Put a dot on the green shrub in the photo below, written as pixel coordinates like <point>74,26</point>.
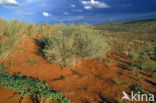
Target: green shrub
<point>71,43</point>
<point>30,87</point>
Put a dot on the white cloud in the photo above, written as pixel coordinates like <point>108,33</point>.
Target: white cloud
<point>87,7</point>
<point>77,10</point>
<point>9,2</point>
<point>96,4</point>
<point>46,14</point>
<point>43,5</point>
<point>29,13</point>
<point>72,5</point>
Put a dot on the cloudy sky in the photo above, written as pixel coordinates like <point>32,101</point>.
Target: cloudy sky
<point>77,11</point>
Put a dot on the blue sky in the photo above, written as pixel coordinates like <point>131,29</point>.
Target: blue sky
<point>77,11</point>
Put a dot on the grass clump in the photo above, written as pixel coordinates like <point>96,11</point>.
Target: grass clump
<point>8,36</point>
<point>71,43</point>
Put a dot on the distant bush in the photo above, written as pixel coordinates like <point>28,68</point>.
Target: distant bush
<point>8,36</point>
<point>68,44</point>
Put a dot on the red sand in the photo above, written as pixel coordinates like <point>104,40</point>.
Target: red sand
<point>95,85</point>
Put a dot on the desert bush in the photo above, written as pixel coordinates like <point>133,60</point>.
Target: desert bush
<point>30,87</point>
<point>9,32</point>
<point>69,44</point>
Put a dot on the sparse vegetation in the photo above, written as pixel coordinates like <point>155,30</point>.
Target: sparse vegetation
<point>30,87</point>
<point>130,45</point>
<point>71,43</point>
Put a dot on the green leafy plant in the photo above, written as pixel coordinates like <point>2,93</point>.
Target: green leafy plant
<point>30,87</point>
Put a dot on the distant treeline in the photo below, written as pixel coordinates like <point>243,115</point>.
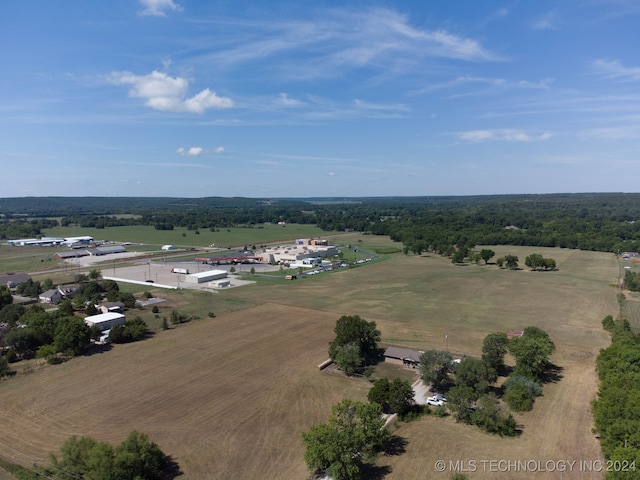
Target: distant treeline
<point>602,222</point>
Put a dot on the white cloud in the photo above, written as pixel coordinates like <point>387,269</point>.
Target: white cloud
<point>615,69</point>
<point>197,151</point>
<point>287,101</point>
<point>166,93</point>
<point>376,38</point>
<point>548,21</point>
<point>505,135</point>
<point>158,8</point>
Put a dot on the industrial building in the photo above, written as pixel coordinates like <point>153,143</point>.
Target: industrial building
<point>207,276</point>
<point>302,250</point>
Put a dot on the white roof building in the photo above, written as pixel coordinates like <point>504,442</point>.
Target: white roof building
<point>105,321</point>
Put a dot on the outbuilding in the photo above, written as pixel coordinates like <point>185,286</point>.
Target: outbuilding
<point>105,321</point>
<point>206,276</point>
<point>402,356</point>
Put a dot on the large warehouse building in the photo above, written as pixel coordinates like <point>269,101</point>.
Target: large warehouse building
<point>203,277</point>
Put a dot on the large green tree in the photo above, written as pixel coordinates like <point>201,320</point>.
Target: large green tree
<point>494,348</point>
<point>396,396</point>
<point>435,366</point>
<point>355,330</point>
<point>532,351</point>
<point>72,335</point>
<point>353,435</point>
<point>476,374</point>
<point>136,458</point>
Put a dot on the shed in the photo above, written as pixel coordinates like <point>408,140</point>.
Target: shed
<point>206,276</point>
<point>105,321</point>
<point>50,296</point>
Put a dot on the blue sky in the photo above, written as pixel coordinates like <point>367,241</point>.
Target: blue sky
<point>318,98</point>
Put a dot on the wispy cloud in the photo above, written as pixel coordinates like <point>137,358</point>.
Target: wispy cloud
<point>505,135</point>
<point>615,69</point>
<point>548,21</point>
<point>197,151</point>
<point>158,8</point>
<point>377,38</point>
<point>163,92</point>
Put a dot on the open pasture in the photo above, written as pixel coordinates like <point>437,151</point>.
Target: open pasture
<point>182,237</point>
<point>226,397</point>
<point>229,396</point>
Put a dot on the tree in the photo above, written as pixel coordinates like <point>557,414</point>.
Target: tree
<point>532,351</point>
<point>363,334</point>
<point>379,392</point>
<point>511,261</point>
<point>475,374</point>
<point>353,435</point>
<point>95,274</point>
<point>396,396</point>
<point>487,255</point>
<point>435,366</point>
<point>518,397</point>
<point>72,335</point>
<point>490,416</point>
<point>548,264</point>
<point>534,261</point>
<point>135,458</point>
<point>128,299</point>
<point>4,367</point>
<point>494,348</point>
<point>401,397</point>
<point>348,358</point>
<point>460,401</point>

_EXERCISE_. A faithful, complete copy of the records above is required, one that contains no pictures.

_SOLUTION BELOW_.
Put a dot on the green shrub in the photo below, written as pixel coordinates like <point>74,26</point>.
Target: green shrub
<point>71,43</point>
<point>30,87</point>
Put a dot on the white cloud in the photo above, written as pixel coordinates like <point>108,33</point>.
Target: white cloud
<point>87,7</point>
<point>77,10</point>
<point>9,2</point>
<point>96,4</point>
<point>46,14</point>
<point>43,5</point>
<point>29,13</point>
<point>72,5</point>
Put a dot on the cloudy sky in the photo above, written as pixel coordinates like <point>32,101</point>.
Target: cloudy sky
<point>77,11</point>
Put a dot on the blue sky in the photo above, written as pixel coordinates like <point>131,29</point>.
Target: blue sky
<point>77,11</point>
Put a dot on the grass clump in the photo above, written as pixel coordinates like <point>96,11</point>.
Target: grass clump
<point>8,36</point>
<point>71,43</point>
Put a dot on the distant bush in the photo above, written as pixel coordinates like <point>28,68</point>.
Target: distant bush
<point>8,36</point>
<point>68,44</point>
Put a dot on the red sand in the photo above, written as pixel coordinates like <point>104,40</point>.
Target: red sand
<point>95,85</point>
Put a dot on the desert bush in the photo above, written as pixel coordinates like <point>133,60</point>.
Target: desert bush
<point>30,87</point>
<point>9,32</point>
<point>69,44</point>
Put a dot on the sparse vegetation in the photo above, written as pixel coordinates like <point>155,30</point>.
Target: sparse vegetation
<point>30,87</point>
<point>130,45</point>
<point>71,43</point>
Put a dot on the green leafy plant in the photo above, written as pixel coordinates like <point>2,93</point>.
Target: green leafy plant
<point>30,87</point>
Put a dot on the distant treeline in the photo below, written as pixel coordinates like <point>243,115</point>.
Target: distant treeline
<point>602,222</point>
Put a dot on the white cloud in the photo above, written as pixel coordinates like <point>387,269</point>.
Target: white cloud
<point>615,69</point>
<point>197,151</point>
<point>287,101</point>
<point>166,93</point>
<point>376,38</point>
<point>548,21</point>
<point>505,135</point>
<point>158,8</point>
Put a dot on the industrial building in the photo above, written as pixel coordinates like <point>153,143</point>.
Target: industrial building
<point>207,276</point>
<point>302,250</point>
Put a dot on the white roof building in the photo above, written as pixel coordinates like <point>504,442</point>.
Target: white roof building
<point>105,321</point>
Put a dot on the outbuilding in the photo above, written as pixel coordinates like <point>185,286</point>.
Target: outbuilding
<point>105,321</point>
<point>206,276</point>
<point>402,356</point>
Put a dot on the large warehouse building in the photo above, written as pixel coordinates like <point>269,101</point>.
Target: large warehouse building
<point>203,277</point>
Put a dot on the large green tree in the photo above, written as pixel coordinates like <point>201,320</point>.
Target: large green tree
<point>494,348</point>
<point>396,396</point>
<point>435,366</point>
<point>355,330</point>
<point>532,351</point>
<point>72,335</point>
<point>353,435</point>
<point>476,374</point>
<point>136,458</point>
Put a dot on the shed in the photo above, written as pixel coordinates like <point>408,140</point>.
Target: shed
<point>206,276</point>
<point>105,321</point>
<point>50,296</point>
Put a dot on the blue sky in the photo above, written as pixel coordinates like <point>367,241</point>.
Target: blue sky
<point>318,98</point>
Put a dot on the wispy cloud in the photo above, written as pixel coordinates like <point>137,358</point>.
Target: wispy cloud
<point>505,135</point>
<point>615,69</point>
<point>548,21</point>
<point>197,151</point>
<point>158,8</point>
<point>377,38</point>
<point>163,92</point>
Put a dot on the open pasture in the photo above, written as pixel coordinates like <point>437,151</point>.
Target: open pasture
<point>182,237</point>
<point>226,397</point>
<point>229,396</point>
Put a dot on the tree in the photo above, written as pixel coordinates like <point>557,414</point>.
Target: tree
<point>532,351</point>
<point>363,334</point>
<point>379,392</point>
<point>511,261</point>
<point>475,374</point>
<point>353,435</point>
<point>95,274</point>
<point>396,396</point>
<point>487,255</point>
<point>435,366</point>
<point>518,397</point>
<point>72,335</point>
<point>490,416</point>
<point>548,264</point>
<point>534,261</point>
<point>135,458</point>
<point>128,299</point>
<point>4,367</point>
<point>494,348</point>
<point>401,397</point>
<point>348,358</point>
<point>460,401</point>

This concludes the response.